Dataset records
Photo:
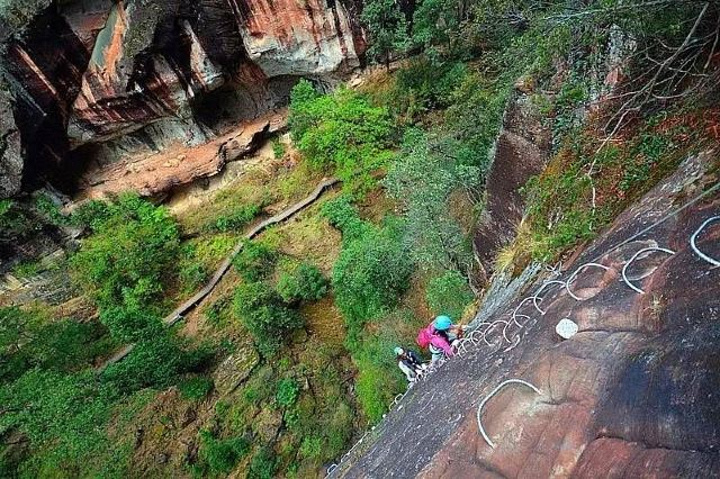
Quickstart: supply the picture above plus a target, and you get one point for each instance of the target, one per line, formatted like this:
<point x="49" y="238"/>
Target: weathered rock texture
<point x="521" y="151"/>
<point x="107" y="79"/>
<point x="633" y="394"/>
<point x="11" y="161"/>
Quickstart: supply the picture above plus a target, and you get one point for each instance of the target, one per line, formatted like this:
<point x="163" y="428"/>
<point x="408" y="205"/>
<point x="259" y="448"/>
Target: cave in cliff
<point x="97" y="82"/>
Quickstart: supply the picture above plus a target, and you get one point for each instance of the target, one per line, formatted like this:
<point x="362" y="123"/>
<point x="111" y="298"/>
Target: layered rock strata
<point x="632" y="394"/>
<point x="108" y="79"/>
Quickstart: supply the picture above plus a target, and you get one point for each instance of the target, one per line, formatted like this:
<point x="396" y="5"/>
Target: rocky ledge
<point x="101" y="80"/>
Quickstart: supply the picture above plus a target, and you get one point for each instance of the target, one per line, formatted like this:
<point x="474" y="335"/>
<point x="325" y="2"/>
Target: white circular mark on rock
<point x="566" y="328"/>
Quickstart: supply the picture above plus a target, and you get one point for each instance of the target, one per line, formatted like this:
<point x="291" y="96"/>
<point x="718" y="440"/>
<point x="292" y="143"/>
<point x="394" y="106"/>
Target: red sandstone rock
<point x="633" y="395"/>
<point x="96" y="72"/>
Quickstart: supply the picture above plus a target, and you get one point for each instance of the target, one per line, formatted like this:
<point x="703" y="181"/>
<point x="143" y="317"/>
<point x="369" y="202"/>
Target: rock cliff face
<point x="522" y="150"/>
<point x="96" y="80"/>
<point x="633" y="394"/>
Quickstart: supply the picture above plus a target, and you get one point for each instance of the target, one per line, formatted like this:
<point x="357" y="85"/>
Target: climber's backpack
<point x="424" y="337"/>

==

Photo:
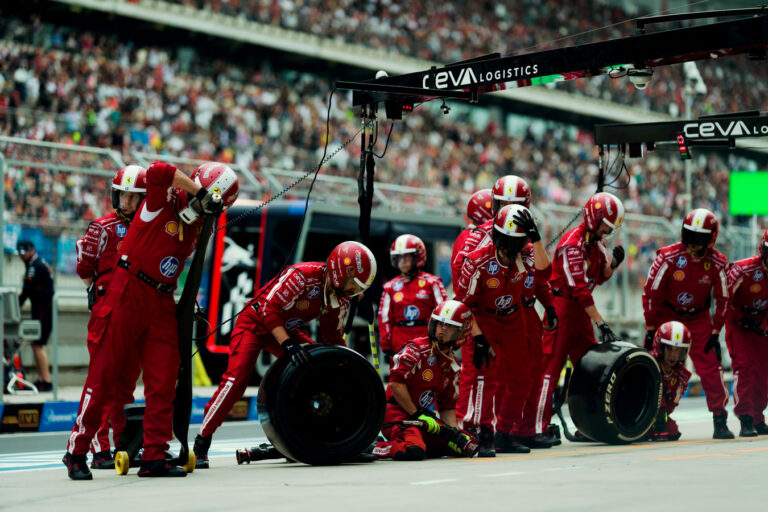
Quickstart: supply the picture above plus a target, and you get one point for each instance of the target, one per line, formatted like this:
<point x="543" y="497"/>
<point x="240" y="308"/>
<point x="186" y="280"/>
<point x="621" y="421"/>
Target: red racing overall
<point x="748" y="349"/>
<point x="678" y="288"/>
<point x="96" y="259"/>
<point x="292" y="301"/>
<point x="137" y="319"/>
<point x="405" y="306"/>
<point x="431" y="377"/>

==

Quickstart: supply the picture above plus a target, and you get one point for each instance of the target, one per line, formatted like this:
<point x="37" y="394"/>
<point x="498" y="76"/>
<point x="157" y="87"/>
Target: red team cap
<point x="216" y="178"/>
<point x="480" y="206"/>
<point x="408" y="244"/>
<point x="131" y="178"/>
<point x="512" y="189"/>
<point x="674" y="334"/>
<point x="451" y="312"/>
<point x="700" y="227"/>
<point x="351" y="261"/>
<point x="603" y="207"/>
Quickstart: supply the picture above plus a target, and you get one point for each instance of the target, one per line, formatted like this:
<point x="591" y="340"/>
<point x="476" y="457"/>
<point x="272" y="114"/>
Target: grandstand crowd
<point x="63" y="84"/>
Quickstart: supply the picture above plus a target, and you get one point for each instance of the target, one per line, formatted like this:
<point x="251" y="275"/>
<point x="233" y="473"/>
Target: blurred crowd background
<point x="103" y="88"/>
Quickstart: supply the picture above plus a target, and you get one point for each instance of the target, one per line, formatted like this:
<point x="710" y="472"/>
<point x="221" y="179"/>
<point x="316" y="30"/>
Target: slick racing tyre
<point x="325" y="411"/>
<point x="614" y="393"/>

Problem to solve
Count the lines in the data above that contain the word "racing". Reply with the number alone.

Task response
2